- **TASK DATA**:
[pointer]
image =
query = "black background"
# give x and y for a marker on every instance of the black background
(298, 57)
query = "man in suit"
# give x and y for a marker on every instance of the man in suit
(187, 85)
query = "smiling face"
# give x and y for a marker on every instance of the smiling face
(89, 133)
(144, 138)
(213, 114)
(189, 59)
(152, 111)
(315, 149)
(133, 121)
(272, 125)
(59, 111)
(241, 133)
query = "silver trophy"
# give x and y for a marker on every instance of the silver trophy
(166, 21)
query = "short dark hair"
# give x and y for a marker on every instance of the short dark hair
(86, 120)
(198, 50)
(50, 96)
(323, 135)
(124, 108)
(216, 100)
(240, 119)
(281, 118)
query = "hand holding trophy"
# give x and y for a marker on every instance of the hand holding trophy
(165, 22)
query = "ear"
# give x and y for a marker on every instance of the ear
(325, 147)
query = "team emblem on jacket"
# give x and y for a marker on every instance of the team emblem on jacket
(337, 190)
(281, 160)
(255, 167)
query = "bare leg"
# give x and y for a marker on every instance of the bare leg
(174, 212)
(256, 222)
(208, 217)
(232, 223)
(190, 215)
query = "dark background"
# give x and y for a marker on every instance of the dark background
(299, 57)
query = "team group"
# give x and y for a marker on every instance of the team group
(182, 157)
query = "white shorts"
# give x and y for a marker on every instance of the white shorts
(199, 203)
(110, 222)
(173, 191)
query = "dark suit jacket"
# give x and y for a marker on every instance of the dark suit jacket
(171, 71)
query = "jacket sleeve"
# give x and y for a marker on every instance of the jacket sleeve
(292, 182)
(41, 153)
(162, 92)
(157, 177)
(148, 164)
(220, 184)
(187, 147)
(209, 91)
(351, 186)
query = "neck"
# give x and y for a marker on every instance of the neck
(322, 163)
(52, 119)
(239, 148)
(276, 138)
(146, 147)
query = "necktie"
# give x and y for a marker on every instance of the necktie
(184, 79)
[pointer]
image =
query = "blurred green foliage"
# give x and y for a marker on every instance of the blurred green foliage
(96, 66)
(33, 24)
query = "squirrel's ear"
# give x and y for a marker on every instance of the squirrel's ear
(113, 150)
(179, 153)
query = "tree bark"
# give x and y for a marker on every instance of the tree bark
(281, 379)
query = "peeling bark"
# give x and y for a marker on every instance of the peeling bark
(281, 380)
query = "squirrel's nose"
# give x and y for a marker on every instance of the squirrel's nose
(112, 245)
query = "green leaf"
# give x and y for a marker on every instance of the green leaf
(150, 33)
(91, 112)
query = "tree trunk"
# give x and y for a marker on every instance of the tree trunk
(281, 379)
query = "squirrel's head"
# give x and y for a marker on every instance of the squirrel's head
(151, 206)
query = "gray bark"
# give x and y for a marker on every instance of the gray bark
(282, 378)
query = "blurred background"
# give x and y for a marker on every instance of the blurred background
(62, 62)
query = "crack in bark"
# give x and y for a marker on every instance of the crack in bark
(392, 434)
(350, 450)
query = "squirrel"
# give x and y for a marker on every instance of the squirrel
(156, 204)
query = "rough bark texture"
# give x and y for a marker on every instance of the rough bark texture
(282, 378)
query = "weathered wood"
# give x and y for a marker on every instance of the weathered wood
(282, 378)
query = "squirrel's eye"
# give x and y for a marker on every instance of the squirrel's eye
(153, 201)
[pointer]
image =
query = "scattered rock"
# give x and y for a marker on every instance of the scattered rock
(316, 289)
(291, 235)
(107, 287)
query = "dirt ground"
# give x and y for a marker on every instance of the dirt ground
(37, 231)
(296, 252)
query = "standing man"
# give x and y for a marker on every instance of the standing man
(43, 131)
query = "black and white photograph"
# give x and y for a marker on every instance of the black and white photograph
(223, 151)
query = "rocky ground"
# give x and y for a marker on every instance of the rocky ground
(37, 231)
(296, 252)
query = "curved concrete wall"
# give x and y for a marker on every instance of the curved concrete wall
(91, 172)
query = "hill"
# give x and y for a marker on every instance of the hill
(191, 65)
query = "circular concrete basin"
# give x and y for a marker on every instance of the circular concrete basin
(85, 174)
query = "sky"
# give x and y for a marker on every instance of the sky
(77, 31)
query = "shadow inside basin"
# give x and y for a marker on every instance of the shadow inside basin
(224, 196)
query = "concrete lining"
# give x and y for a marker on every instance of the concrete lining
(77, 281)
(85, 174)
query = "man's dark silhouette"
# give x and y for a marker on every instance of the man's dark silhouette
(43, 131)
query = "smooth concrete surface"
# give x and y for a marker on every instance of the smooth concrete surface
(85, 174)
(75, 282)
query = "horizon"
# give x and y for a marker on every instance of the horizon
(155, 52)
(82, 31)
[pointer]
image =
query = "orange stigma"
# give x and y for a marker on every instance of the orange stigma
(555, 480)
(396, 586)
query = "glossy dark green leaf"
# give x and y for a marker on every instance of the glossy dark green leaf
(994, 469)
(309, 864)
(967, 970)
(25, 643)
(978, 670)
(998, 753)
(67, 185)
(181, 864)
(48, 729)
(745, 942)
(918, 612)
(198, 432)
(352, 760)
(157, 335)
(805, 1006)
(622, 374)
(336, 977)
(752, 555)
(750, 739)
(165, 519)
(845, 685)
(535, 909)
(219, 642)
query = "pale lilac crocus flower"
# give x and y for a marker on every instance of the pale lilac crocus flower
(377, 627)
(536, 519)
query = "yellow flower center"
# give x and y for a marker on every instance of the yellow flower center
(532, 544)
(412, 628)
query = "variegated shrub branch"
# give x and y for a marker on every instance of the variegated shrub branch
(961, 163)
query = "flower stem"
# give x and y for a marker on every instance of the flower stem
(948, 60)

- **STATED EXERCISE**: Extract every line of the data that contains the word "jacket".

- **WRITTEN ANSWER**:
query = "team emblem on jacket"
# give x and y for a marker on every instance of the team emblem on jacket
query = "dark suit jacket"
# give x and y for a marker on every instance of the dark suit jacket
query = "jacket sleeve"
# give x and y for a marker on every instance of the jacket sleeve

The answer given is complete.